**WHAT YOU SHOULD DO:**
In full and without alteration, write out the lines below.

**TASK INPUT:**
####################
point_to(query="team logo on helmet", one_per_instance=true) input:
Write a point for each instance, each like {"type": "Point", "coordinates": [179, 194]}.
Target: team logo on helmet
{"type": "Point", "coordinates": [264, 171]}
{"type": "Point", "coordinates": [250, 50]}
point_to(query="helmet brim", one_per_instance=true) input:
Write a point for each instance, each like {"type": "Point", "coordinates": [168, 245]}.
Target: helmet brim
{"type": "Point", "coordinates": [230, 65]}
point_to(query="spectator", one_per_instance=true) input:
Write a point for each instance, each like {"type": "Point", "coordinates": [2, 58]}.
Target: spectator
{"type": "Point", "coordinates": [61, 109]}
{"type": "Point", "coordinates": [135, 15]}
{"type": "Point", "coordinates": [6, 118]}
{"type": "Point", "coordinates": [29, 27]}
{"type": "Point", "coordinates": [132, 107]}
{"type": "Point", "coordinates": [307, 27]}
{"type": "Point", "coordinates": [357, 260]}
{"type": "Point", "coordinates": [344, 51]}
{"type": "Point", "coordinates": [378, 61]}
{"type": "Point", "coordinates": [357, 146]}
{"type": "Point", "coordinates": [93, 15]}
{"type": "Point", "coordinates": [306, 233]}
####################
**EXERCISE OUTPUT:**
point_to(query="team logo on helmet", one_per_instance=true) input:
Write a point for each instance, each like {"type": "Point", "coordinates": [179, 194]}.
Target: team logo on helmet
{"type": "Point", "coordinates": [264, 171]}
{"type": "Point", "coordinates": [250, 50]}
point_to(query="helmet brim", one_per_instance=true) input:
Write a point for each instance, each like {"type": "Point", "coordinates": [168, 245]}.
Target: helmet brim
{"type": "Point", "coordinates": [230, 65]}
point_to(query="spectator", one_per_instance=true) input:
Write a point for each instance, each like {"type": "Point", "coordinates": [2, 58]}.
Target: spectator
{"type": "Point", "coordinates": [61, 109]}
{"type": "Point", "coordinates": [135, 15]}
{"type": "Point", "coordinates": [6, 118]}
{"type": "Point", "coordinates": [29, 27]}
{"type": "Point", "coordinates": [132, 107]}
{"type": "Point", "coordinates": [307, 27]}
{"type": "Point", "coordinates": [357, 260]}
{"type": "Point", "coordinates": [344, 51]}
{"type": "Point", "coordinates": [378, 61]}
{"type": "Point", "coordinates": [357, 146]}
{"type": "Point", "coordinates": [93, 15]}
{"type": "Point", "coordinates": [306, 233]}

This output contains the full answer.